* What is expected *
Below are some records; write them all out again exactly.
◇ ◇ ◇ ◇
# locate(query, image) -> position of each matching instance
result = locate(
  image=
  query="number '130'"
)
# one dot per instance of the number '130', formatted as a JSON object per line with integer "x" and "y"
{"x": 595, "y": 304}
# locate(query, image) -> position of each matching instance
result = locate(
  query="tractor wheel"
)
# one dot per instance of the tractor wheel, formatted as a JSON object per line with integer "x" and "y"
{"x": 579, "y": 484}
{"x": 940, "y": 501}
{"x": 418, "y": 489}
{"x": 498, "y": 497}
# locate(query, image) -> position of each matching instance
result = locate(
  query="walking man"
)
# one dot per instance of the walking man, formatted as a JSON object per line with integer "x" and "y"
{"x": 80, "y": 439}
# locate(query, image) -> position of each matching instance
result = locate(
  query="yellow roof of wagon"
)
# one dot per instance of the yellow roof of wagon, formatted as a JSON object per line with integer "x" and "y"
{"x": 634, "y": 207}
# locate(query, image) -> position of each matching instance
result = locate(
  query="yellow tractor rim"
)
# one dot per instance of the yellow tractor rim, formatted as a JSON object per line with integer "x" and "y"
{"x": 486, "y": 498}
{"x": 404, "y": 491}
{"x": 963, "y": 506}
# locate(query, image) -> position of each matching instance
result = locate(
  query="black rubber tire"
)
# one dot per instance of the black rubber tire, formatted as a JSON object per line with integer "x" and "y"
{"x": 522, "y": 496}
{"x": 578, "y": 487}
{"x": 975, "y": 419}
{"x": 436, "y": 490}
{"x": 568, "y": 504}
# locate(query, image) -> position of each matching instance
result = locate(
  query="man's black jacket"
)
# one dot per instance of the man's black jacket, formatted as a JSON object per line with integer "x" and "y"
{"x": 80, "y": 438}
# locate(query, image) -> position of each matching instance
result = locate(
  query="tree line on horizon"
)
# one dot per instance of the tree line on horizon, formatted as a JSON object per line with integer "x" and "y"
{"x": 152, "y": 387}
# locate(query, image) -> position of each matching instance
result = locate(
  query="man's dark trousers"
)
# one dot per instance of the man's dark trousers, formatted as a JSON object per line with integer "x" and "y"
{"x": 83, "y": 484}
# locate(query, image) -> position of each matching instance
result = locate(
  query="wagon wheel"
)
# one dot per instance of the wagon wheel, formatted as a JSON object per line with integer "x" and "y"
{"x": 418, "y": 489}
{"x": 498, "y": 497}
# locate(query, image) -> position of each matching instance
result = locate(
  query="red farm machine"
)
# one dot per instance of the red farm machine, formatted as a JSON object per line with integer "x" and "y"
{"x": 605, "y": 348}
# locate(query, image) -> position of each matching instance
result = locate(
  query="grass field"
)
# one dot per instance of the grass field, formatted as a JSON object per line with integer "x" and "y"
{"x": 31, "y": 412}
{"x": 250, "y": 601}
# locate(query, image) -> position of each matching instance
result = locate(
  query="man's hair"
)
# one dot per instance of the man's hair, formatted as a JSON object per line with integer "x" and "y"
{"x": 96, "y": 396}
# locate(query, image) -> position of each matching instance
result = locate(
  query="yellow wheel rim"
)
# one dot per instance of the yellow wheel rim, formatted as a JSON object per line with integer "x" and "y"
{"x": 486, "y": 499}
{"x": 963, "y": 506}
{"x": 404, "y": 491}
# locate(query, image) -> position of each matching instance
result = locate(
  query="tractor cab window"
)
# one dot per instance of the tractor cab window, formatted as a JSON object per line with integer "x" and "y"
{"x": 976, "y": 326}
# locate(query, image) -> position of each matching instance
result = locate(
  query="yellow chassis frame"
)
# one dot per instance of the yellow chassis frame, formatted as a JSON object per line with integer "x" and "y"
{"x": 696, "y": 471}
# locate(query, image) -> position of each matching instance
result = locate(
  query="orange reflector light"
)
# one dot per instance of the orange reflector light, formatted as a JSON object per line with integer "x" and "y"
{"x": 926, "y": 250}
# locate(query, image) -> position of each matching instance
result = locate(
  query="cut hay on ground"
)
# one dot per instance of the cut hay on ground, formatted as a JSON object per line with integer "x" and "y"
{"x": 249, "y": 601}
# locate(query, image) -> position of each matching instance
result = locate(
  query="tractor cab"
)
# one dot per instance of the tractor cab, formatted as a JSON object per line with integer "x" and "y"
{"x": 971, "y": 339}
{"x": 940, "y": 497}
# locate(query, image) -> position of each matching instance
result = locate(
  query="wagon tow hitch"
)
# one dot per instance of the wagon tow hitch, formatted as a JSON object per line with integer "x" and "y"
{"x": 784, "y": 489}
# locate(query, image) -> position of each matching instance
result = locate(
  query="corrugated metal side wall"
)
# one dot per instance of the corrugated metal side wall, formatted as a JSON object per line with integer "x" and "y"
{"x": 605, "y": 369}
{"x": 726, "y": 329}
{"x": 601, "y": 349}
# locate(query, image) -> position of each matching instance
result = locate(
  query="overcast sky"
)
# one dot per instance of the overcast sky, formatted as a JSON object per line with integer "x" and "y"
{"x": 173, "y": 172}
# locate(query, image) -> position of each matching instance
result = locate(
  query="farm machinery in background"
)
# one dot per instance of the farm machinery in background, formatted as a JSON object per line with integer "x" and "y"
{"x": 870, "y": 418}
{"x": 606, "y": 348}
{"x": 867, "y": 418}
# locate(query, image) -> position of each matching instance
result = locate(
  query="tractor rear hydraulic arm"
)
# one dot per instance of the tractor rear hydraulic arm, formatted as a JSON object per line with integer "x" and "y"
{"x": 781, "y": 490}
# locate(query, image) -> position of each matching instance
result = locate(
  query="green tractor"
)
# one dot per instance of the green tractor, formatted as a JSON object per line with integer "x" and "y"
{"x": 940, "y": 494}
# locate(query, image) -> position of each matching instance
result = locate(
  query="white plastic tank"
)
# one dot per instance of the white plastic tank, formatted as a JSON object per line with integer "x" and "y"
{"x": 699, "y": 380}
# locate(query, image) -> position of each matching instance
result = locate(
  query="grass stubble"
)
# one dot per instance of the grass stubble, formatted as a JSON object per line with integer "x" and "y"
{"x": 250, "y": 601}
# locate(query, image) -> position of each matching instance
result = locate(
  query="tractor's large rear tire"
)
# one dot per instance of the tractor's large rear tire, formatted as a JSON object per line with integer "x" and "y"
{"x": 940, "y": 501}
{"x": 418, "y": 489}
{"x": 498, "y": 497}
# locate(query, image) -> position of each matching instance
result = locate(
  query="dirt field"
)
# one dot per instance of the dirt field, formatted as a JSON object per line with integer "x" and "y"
◇ ◇ ◇ ◇
* Response area *
# locate(query, image) -> position of each matching instance
result = locate(
  image=
  query="number '130'"
)
# one dot per instance of the number '130', formatted as a JSON object per line with integer "x" and "y"
{"x": 595, "y": 304}
# locate(query, image) -> position of each matching instance
result = locate(
  query="tractor wheel"
)
# one dot per instance of the tractor wheel, formatted as a JSON object per line with integer "x" and "y"
{"x": 579, "y": 484}
{"x": 940, "y": 501}
{"x": 418, "y": 489}
{"x": 498, "y": 497}
# locate(query, image) -> position of each matching instance
result = locate(
  query="walking man"
)
# one dot per instance of the walking man, formatted as a JSON object per line with integer "x" and "y"
{"x": 80, "y": 439}
# locate(query, image) -> position of each matching instance
result = locate(
  query="yellow roof of wagon"
)
# one dot per instance of the yellow roof of wagon, formatted as a JSON object per line with integer "x" and "y"
{"x": 634, "y": 207}
# locate(query, image) -> position of each matching instance
result = locate(
  query="yellow tractor rim"
)
# one dot per instance of the yellow tractor rim, formatted as a JSON object per line with integer "x" and "y"
{"x": 486, "y": 498}
{"x": 404, "y": 491}
{"x": 963, "y": 506}
# locate(query, image) -> position of each matching instance
result = locate(
  query="black rubber tire"
)
# one dot per instance of the black rubber tire, formatted as a JSON object per line with integer "x" and "y"
{"x": 522, "y": 496}
{"x": 578, "y": 487}
{"x": 975, "y": 419}
{"x": 436, "y": 490}
{"x": 568, "y": 504}
# locate(query, image) -> position of each matching instance
result = locate(
  query="man's black jacket"
)
# one dot per instance of the man's black jacket, formatted as a JSON object per line with integer "x" and "y"
{"x": 80, "y": 438}
# locate(query, image) -> position of each matching instance
result = locate(
  query="tree line on horizon"
)
# one dot per instance of the tree line on horizon, formatted as a JSON object per line with integer "x" and "y"
{"x": 152, "y": 387}
# locate(query, image) -> position of each matching instance
result = locate(
  query="man's dark trousers"
)
# one dot per instance of the man's dark trousers, formatted as a JSON object per line with integer "x" and "y"
{"x": 83, "y": 484}
# locate(query, image) -> position of each matching instance
result = locate(
  query="wagon wheel"
)
# one dot per instance of the wagon wheel, formatted as a JSON object per line with integer "x" and "y"
{"x": 418, "y": 489}
{"x": 498, "y": 497}
# locate(query, image) -> position of each matching instance
result = locate(
  query="red farm machine"
)
# one dot per instance of the red farm machine, formatted as a JSON object per line with integer "x" and "y"
{"x": 605, "y": 348}
# locate(query, image) -> position of each matching instance
result = locate(
  query="grass field"
)
# one dot per instance of the grass field, formatted as a JSON object per line with integer "x" and "y"
{"x": 31, "y": 412}
{"x": 250, "y": 601}
# locate(query, image) -> position of each matching instance
result = locate(
  query="man's hair"
)
# one dot per instance of the man's hair, formatted as a JSON object per line with integer "x" and "y"
{"x": 96, "y": 396}
# locate(query, image) -> position of each matching instance
result = locate(
  query="yellow wheel rim"
)
# one dot per instance of the yellow wheel rim, formatted as a JSON object per line with integer "x" and "y"
{"x": 486, "y": 499}
{"x": 963, "y": 506}
{"x": 404, "y": 491}
# locate(query, image) -> position of each matching instance
result = locate(
  query="tractor cab window"
)
# one dot per instance of the tractor cab window, formatted as a JSON object per line with integer "x" and "y"
{"x": 976, "y": 326}
# locate(query, image) -> position of each matching instance
result = locate(
  query="yellow chassis frame"
)
# one dot per instance of the yellow chassis frame, formatted as a JSON object per line with integer "x" and "y"
{"x": 696, "y": 471}
# locate(query, image) -> position of each matching instance
result = locate(
  query="orange reflector light"
)
# one dot per instance of the orange reflector light, formatted as a JSON object per line with integer "x" and "y"
{"x": 926, "y": 250}
# locate(query, image) -> position of each matching instance
result = locate(
  query="cut hay on ground"
)
# one dot per instance of the cut hay on ground, formatted as a JSON object per line with integer "x" and "y"
{"x": 249, "y": 601}
# locate(query, image) -> position of each matching instance
result = locate(
  query="tractor cab"
)
# one dot per instance of the tractor cab, formatted as a JSON object per line with integer "x" and "y"
{"x": 971, "y": 339}
{"x": 940, "y": 497}
# locate(query, image) -> position of each matching instance
result = locate(
  query="wagon tow hitch"
)
# one dot per instance of the wagon tow hitch, formatted as a JSON object per line with integer "x" and "y"
{"x": 784, "y": 489}
# locate(query, image) -> position of each matching instance
result = locate(
  query="corrugated metal side wall"
)
# one dot per instance of the corrugated metal side wall, formatted as a JSON object per line with integer "x" and "y"
{"x": 605, "y": 369}
{"x": 726, "y": 329}
{"x": 601, "y": 349}
# locate(query, image) -> position of each matching instance
result = locate(
  query="overcast sky"
)
# one dot per instance of the overcast sky, formatted as a JSON object per line with integer "x" and "y"
{"x": 173, "y": 172}
# locate(query, image) -> position of each matching instance
result = locate(
  query="farm machinery in background"
)
# one dot per instance of the farm machinery in background, formatted as a JSON object per line with integer "x" and "y"
{"x": 870, "y": 418}
{"x": 606, "y": 348}
{"x": 867, "y": 418}
# locate(query, image) -> position of each matching instance
result = locate(
  query="tractor rear hydraulic arm"
)
# one dot per instance of the tractor rear hydraulic arm, formatted as a JSON object per line with integer "x" and "y"
{"x": 781, "y": 490}
# locate(query, image) -> position of each matching instance
result = locate(
  query="green tractor"
)
# one dot per instance of the green tractor, formatted as a JSON object per line with integer "x" and "y"
{"x": 940, "y": 494}
# locate(query, image) -> position of each matching instance
result = locate(
  query="white plastic tank"
)
# one dot per instance of the white plastic tank, formatted as a JSON object per line with integer "x" and "y"
{"x": 699, "y": 380}
# locate(query, image) -> position of each matching instance
result = locate(
  query="grass stubble"
)
# one dot per instance of the grass stubble, formatted as a JSON object per line with integer "x" and "y"
{"x": 250, "y": 601}
# locate(query, image) -> position of each matching instance
result = locate(
  query="tractor's large rear tire"
)
# one dot per instance of the tractor's large rear tire, formatted as a JSON object per line with integer "x" and "y"
{"x": 940, "y": 501}
{"x": 418, "y": 489}
{"x": 498, "y": 497}
# locate(query, image) -> position of each matching instance
result = locate(
  query="dirt field"
)
# one dot per instance of the dirt field, formatted as a JSON object per line with integer "x" and "y"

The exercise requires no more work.